**Exercise prompt**
Search the records below for "Target: smile". Return that line and all remaining lines exactly.

**Available records**
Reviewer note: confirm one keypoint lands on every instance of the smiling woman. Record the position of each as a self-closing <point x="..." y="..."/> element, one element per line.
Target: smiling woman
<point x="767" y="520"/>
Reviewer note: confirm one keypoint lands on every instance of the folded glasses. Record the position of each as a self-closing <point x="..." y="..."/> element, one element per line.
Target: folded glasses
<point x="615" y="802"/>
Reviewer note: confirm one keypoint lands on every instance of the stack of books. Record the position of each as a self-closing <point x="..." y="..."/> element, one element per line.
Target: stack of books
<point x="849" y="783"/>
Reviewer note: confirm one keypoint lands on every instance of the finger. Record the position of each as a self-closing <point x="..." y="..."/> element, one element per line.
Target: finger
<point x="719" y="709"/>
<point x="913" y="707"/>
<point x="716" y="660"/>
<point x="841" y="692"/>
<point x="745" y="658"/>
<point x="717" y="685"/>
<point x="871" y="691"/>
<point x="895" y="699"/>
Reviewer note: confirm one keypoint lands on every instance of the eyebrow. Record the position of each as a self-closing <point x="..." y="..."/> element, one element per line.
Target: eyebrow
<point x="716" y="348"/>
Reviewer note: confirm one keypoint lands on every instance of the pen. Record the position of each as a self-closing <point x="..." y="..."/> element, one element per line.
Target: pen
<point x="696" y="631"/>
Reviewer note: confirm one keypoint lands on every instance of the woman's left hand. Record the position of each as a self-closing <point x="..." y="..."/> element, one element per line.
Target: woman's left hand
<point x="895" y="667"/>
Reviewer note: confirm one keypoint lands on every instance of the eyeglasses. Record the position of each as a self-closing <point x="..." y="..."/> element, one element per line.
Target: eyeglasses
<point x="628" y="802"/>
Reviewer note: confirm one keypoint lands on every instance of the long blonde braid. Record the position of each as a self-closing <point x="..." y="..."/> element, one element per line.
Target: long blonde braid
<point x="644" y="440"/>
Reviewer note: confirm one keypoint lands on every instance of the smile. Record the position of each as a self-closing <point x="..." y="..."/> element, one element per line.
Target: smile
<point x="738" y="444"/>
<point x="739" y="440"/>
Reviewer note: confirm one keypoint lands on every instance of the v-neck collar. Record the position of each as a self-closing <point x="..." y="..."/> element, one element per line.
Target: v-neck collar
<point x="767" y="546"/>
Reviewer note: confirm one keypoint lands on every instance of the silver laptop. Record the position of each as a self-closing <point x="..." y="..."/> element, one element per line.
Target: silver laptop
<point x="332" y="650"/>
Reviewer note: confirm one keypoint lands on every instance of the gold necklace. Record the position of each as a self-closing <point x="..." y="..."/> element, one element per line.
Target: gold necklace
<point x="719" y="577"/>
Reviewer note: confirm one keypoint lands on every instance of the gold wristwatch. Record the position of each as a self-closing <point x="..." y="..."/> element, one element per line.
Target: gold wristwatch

**Reply to the task**
Target: smile
<point x="738" y="444"/>
<point x="739" y="440"/>
Reviewer note: confirm one keypoint lands on every instance of the v-neck collar. Record the position of each as a self-closing <point x="..." y="..."/> element, one element per line.
Target: v-neck collar
<point x="767" y="546"/>
Reviewer note: confirm one keypoint lands on every instance of the silver laptop. Record the position of each as a self-closing <point x="..." y="..."/> element, one element per line.
Target: silver laptop
<point x="332" y="650"/>
Reviewer note: confirm one keypoint lands on every instance of the gold necklace. Record the position of each as a self-closing <point x="..." y="..."/> element, one element per line.
Target: gold necklace
<point x="719" y="577"/>
Reviewer note: confirm one keypoint lands on every instance of the gold wristwatch. Record the position of each as a self-closing <point x="..." y="..."/> element, one element per line.
Target: gold wristwatch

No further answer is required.